◆ **Required action**: Output, word for word, the lines of this listing that fall between the line with "positive clicks: (520, 364)" and the line with "positive clicks: (369, 163)", counting both of those lines, and no others.

◆ **Supplied data**:
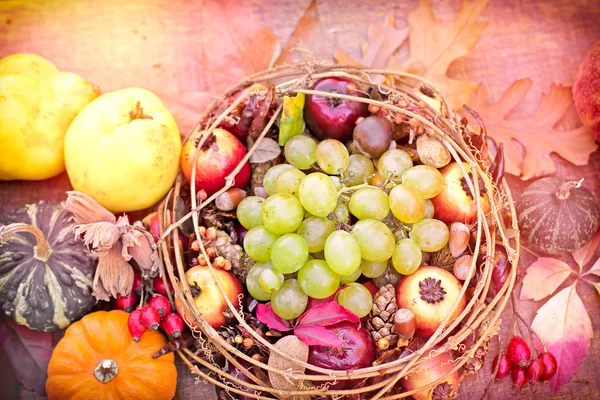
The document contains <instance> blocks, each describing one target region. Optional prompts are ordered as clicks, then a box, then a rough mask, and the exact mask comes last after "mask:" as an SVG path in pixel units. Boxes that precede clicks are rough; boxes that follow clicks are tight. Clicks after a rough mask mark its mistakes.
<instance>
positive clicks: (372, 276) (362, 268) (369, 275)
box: [361, 259, 387, 278]
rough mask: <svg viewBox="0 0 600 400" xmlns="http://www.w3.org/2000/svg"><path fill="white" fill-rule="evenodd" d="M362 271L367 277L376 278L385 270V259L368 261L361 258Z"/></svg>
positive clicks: (367, 260)
mask: <svg viewBox="0 0 600 400" xmlns="http://www.w3.org/2000/svg"><path fill="white" fill-rule="evenodd" d="M361 266H362V271H363V272H362V273H363V275H364V276H366V277H367V278H377V277H378V276H381V274H383V273H384V272H385V269H386V268H387V261H381V262H378V261H368V260H365V259H363V260H362V261H361Z"/></svg>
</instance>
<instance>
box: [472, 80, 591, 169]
mask: <svg viewBox="0 0 600 400" xmlns="http://www.w3.org/2000/svg"><path fill="white" fill-rule="evenodd" d="M531 84H532V83H531V80H530V79H521V80H518V81H516V82H514V83H513V84H512V85H511V86H510V87H509V88H508V90H507V91H506V93H505V94H504V95H503V96H502V98H501V99H500V100H499V101H498V102H496V103H489V102H488V93H487V90H486V89H485V87H481V88H480V89H479V91H477V93H476V94H475V95H474V96H473V97H472V98H471V101H470V102H469V106H470V107H472V108H473V109H475V110H477V111H478V112H479V114H480V115H481V117H482V118H483V120H484V121H485V125H486V127H487V131H488V135H489V136H491V137H492V138H494V140H495V141H496V142H497V143H503V144H504V154H505V161H506V172H508V173H510V174H513V175H517V176H520V177H521V179H524V180H526V179H531V178H535V177H539V176H543V175H548V174H552V173H554V172H555V170H556V166H555V165H554V161H553V160H552V158H551V157H550V154H551V153H555V154H558V155H559V156H561V157H562V158H564V159H565V160H567V161H569V162H571V163H573V164H575V165H586V164H587V163H588V160H589V157H590V154H592V153H593V152H594V151H595V150H596V148H597V147H598V145H597V144H596V143H595V141H594V138H593V137H592V135H591V134H590V133H589V132H587V131H586V129H585V128H584V127H581V128H577V129H571V130H565V131H559V130H556V129H554V126H555V125H556V124H557V123H558V122H559V121H560V120H561V119H562V117H563V115H564V114H565V112H566V111H567V109H568V108H569V107H570V106H571V105H572V104H573V99H572V97H571V89H570V88H568V87H564V86H560V85H554V84H553V85H551V86H550V92H549V93H544V94H543V95H542V98H541V100H540V104H539V107H538V109H537V110H536V111H535V112H534V113H533V114H532V115H530V116H527V117H523V118H515V119H508V118H507V116H508V115H509V114H510V112H511V111H512V110H514V109H515V108H517V107H518V106H519V103H520V102H521V101H522V100H523V98H524V97H525V95H526V94H527V92H528V91H529V89H530V88H531Z"/></svg>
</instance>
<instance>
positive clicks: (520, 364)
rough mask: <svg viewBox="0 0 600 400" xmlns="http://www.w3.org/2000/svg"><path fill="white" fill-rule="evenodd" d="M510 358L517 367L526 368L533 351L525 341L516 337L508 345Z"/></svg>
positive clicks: (512, 339) (508, 354) (512, 362)
mask: <svg viewBox="0 0 600 400" xmlns="http://www.w3.org/2000/svg"><path fill="white" fill-rule="evenodd" d="M508 358H509V359H510V361H511V362H512V363H513V364H514V365H515V366H520V367H525V366H527V363H528V362H529V359H530V358H531V350H530V349H529V346H528V345H527V343H525V340H523V338H522V337H520V336H514V337H513V338H512V339H511V340H510V343H509V344H508Z"/></svg>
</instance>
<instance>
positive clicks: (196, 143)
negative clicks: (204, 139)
mask: <svg viewBox="0 0 600 400" xmlns="http://www.w3.org/2000/svg"><path fill="white" fill-rule="evenodd" d="M205 134H206V131H202V132H198V133H196V134H195V135H194V136H192V137H191V138H190V140H188V141H187V143H186V144H185V146H183V151H182V152H181V170H182V171H183V174H184V175H185V177H186V179H187V180H188V182H191V180H192V169H193V166H192V164H193V161H194V152H195V151H196V147H197V146H198V143H199V142H200V140H201V137H202V136H203V135H205ZM245 156H246V149H245V148H244V145H243V144H242V142H240V141H239V140H237V139H236V137H235V136H233V135H232V134H231V133H229V132H228V131H226V130H225V129H221V128H216V129H215V130H213V131H212V132H211V134H210V135H209V136H208V137H207V139H206V140H205V141H204V144H203V145H202V148H199V149H198V156H197V159H196V164H195V165H196V191H199V190H201V189H202V190H204V191H205V192H206V194H207V195H209V196H210V195H212V194H214V193H216V192H217V191H219V190H220V189H221V188H222V187H224V186H225V178H226V177H227V176H228V175H229V174H230V173H231V172H233V170H234V169H235V168H236V167H237V165H238V164H239V163H240V161H242V159H243V158H244V157H245ZM250 174H251V169H250V163H248V162H246V163H245V164H244V166H243V167H242V169H241V170H240V171H239V172H238V173H237V175H236V176H235V183H234V185H233V186H234V187H237V188H240V189H241V188H243V187H244V186H246V184H247V183H248V181H249V180H250Z"/></svg>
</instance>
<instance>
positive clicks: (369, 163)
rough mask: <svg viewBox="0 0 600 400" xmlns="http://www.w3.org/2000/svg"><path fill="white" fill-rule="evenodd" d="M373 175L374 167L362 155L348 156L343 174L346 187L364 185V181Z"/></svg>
mask: <svg viewBox="0 0 600 400" xmlns="http://www.w3.org/2000/svg"><path fill="white" fill-rule="evenodd" d="M374 173H375V167H374V166H373V161H371V159H370V158H368V157H365V156H363V155H362V154H353V155H351V156H350V162H349V164H348V168H346V172H344V178H345V179H346V186H356V185H360V184H361V183H365V180H367V179H368V178H369V177H370V176H371V175H373V174H374Z"/></svg>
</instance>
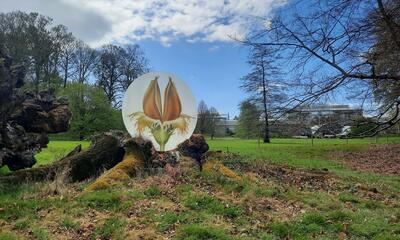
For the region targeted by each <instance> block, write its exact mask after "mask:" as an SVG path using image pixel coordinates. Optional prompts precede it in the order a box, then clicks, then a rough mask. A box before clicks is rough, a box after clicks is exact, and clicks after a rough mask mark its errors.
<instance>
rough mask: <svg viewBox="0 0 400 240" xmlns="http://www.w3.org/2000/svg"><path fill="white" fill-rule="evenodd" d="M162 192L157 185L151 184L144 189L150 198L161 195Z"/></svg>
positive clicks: (148, 196) (147, 196) (160, 189)
mask: <svg viewBox="0 0 400 240" xmlns="http://www.w3.org/2000/svg"><path fill="white" fill-rule="evenodd" d="M161 194H162V191H161V189H160V188H159V187H158V186H157V185H151V186H149V187H148V188H147V189H146V190H145V191H144V195H146V196H147V197H150V198H153V197H156V196H160V195H161Z"/></svg>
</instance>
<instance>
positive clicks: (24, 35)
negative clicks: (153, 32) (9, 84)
mask: <svg viewBox="0 0 400 240" xmlns="http://www.w3.org/2000/svg"><path fill="white" fill-rule="evenodd" d="M0 23H1V24H0V42H1V43H3V44H4V45H5V47H6V48H7V49H8V51H9V54H10V55H11V56H12V57H13V58H14V60H15V62H16V63H18V64H22V65H23V66H24V67H25V69H26V71H27V75H26V78H27V79H26V80H27V82H28V83H30V85H31V86H32V87H33V89H34V90H35V91H36V92H38V91H39V90H41V89H49V88H58V87H66V86H67V84H69V83H72V82H79V83H89V80H94V82H95V83H96V84H97V85H98V86H100V87H101V88H102V89H103V90H104V92H105V94H106V96H107V99H108V101H109V103H110V104H112V105H113V106H114V107H120V105H121V104H120V102H121V95H122V93H123V91H124V90H126V88H127V87H128V86H129V84H130V83H131V82H132V81H133V80H134V79H135V78H136V77H137V76H139V75H141V74H143V73H145V72H147V71H148V62H147V59H146V58H145V57H144V53H143V51H142V50H141V49H140V47H139V46H138V45H125V46H123V47H122V46H116V45H111V44H110V45H105V46H103V47H101V48H100V49H92V48H90V47H89V46H88V45H87V44H85V43H84V42H83V41H81V40H79V39H77V38H76V37H75V36H73V34H72V33H71V32H69V31H68V28H67V27H66V26H64V25H55V26H54V24H53V20H52V19H51V18H49V17H47V16H43V15H40V14H38V13H24V12H20V11H16V12H10V13H0Z"/></svg>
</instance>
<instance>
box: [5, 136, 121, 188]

◆ **Task response**:
positive clicks: (520, 364)
rough mask: <svg viewBox="0 0 600 400" xmlns="http://www.w3.org/2000/svg"><path fill="white" fill-rule="evenodd" d="M510 358L517 367L526 368L533 351L525 341L516 337L508 345Z"/></svg>
positive clicks: (512, 339) (508, 354) (512, 362)
mask: <svg viewBox="0 0 600 400" xmlns="http://www.w3.org/2000/svg"><path fill="white" fill-rule="evenodd" d="M508 358H509V359H510V361H511V362H512V363H513V364H514V365H515V366H520V367H525V366H527V363H528V362H529V359H530V358H531V350H530V349H529V346H528V345H527V343H525V340H523V338H522V337H520V336H514V337H513V338H512V339H511V340H510V343H509V344H508Z"/></svg>
</instance>
<instance>
positive clicks: (196, 143)
negative clicks: (204, 139)
mask: <svg viewBox="0 0 600 400" xmlns="http://www.w3.org/2000/svg"><path fill="white" fill-rule="evenodd" d="M205 134H206V131H202V132H198V133H196V134H195V135H194V136H192V137H191V138H190V140H188V141H187V143H186V144H185V146H183V151H182V152H181V170H182V171H183V174H184V175H185V177H186V179H187V180H188V182H191V180H192V169H193V166H192V164H193V161H194V152H195V151H196V147H197V146H198V143H199V142H200V140H201V137H202V136H203V135H205ZM245 156H246V149H245V148H244V145H243V144H242V142H240V141H239V140H237V139H236V137H235V136H233V135H232V134H231V133H229V132H228V131H226V130H225V129H221V128H216V129H215V130H213V131H212V132H211V134H210V135H209V136H208V137H207V139H206V140H205V141H204V144H203V145H202V148H199V149H198V156H197V159H196V164H195V165H196V191H199V190H201V189H202V190H204V191H205V192H206V194H207V195H209V196H210V195H212V194H214V193H216V192H217V191H219V190H220V189H221V188H222V187H224V186H225V178H226V177H227V176H228V175H229V174H230V173H231V172H233V170H234V169H235V168H236V167H237V165H238V164H239V163H240V161H242V159H243V158H244V157H245ZM250 174H251V169H250V163H248V162H246V163H245V164H244V166H243V167H242V169H241V170H240V171H239V172H238V173H237V175H236V176H235V183H234V185H233V186H234V187H237V188H240V189H241V188H243V187H244V186H246V184H247V183H248V181H249V180H250Z"/></svg>
</instance>
<instance>
positive clicks: (369, 163)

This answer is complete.